Work request.
From the data, return each line holding the word "below".

* * *

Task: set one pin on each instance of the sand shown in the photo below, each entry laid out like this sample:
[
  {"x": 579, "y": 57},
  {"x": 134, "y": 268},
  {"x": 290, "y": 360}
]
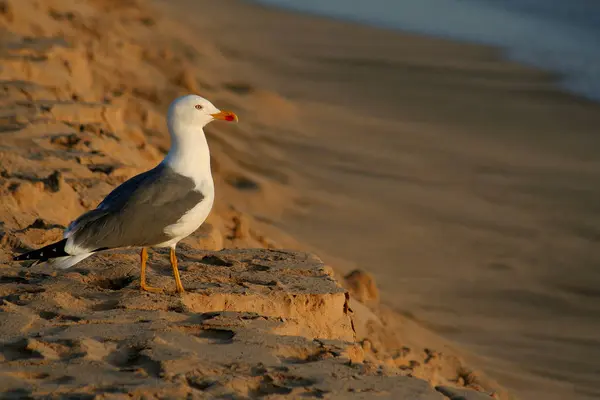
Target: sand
[
  {"x": 465, "y": 184},
  {"x": 84, "y": 89}
]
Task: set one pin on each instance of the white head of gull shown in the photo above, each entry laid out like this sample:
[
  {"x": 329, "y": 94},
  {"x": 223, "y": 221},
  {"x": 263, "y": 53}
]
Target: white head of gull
[{"x": 157, "y": 208}]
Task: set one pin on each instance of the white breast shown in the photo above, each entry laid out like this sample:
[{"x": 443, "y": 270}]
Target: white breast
[{"x": 191, "y": 220}]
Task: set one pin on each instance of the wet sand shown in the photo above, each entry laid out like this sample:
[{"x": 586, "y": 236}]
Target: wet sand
[{"x": 466, "y": 184}]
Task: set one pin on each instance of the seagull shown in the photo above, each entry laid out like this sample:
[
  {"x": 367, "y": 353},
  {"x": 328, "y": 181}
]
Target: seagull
[{"x": 157, "y": 208}]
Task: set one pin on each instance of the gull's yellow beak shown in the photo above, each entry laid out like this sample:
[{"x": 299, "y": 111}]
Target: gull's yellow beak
[{"x": 225, "y": 116}]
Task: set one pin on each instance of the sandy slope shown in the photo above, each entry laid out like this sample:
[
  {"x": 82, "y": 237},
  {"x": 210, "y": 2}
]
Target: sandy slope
[{"x": 84, "y": 86}]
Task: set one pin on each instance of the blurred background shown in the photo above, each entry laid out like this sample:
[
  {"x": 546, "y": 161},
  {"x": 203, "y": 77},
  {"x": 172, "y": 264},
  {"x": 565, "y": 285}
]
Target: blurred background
[{"x": 448, "y": 147}]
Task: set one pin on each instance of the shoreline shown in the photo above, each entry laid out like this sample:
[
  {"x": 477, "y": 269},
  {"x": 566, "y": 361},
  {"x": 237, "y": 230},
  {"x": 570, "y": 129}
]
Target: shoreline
[
  {"x": 87, "y": 111},
  {"x": 289, "y": 168},
  {"x": 452, "y": 35},
  {"x": 513, "y": 138}
]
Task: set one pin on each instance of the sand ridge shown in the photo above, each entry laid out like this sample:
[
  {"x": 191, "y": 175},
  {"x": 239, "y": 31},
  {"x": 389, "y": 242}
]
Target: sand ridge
[{"x": 84, "y": 85}]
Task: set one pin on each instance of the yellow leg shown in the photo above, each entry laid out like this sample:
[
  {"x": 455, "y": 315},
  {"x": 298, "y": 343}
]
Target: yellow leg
[
  {"x": 143, "y": 286},
  {"x": 180, "y": 288}
]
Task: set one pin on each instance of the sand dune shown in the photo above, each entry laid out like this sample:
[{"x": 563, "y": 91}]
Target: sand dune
[{"x": 84, "y": 86}]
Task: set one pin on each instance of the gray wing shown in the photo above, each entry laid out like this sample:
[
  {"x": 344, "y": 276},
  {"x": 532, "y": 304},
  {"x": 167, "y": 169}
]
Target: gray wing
[{"x": 137, "y": 212}]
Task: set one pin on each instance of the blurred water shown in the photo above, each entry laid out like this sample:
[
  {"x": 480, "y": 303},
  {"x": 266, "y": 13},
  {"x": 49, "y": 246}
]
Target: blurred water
[{"x": 556, "y": 35}]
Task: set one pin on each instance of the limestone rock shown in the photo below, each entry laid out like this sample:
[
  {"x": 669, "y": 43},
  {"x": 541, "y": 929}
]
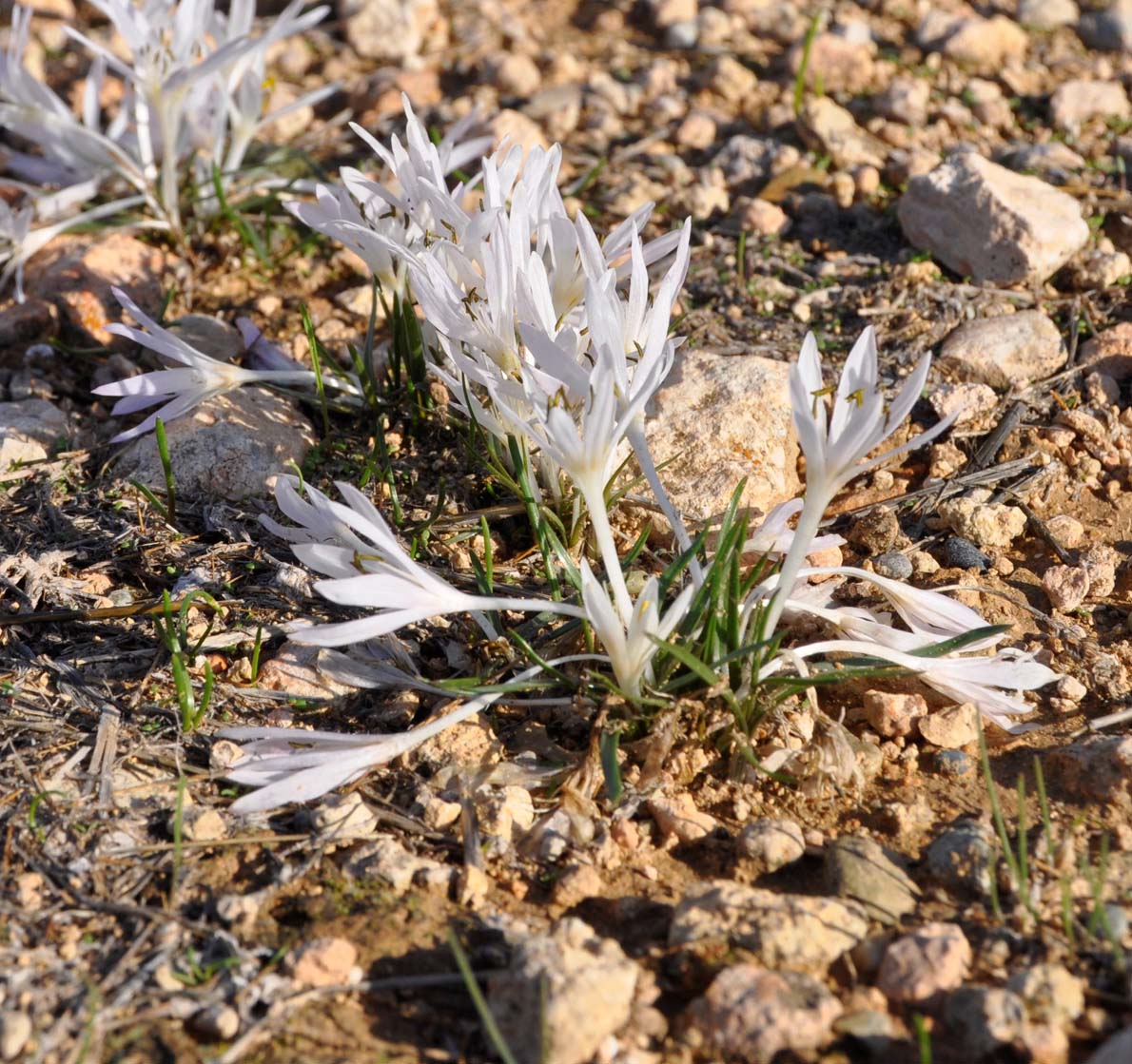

* * *

Exercise output.
Task: set one pin on each instance of the sand shown in the photo below, each entry laid out like this sample:
Task: set one pin on each instance of the limestone rock shown in the photo below, each entry laid out like this sample:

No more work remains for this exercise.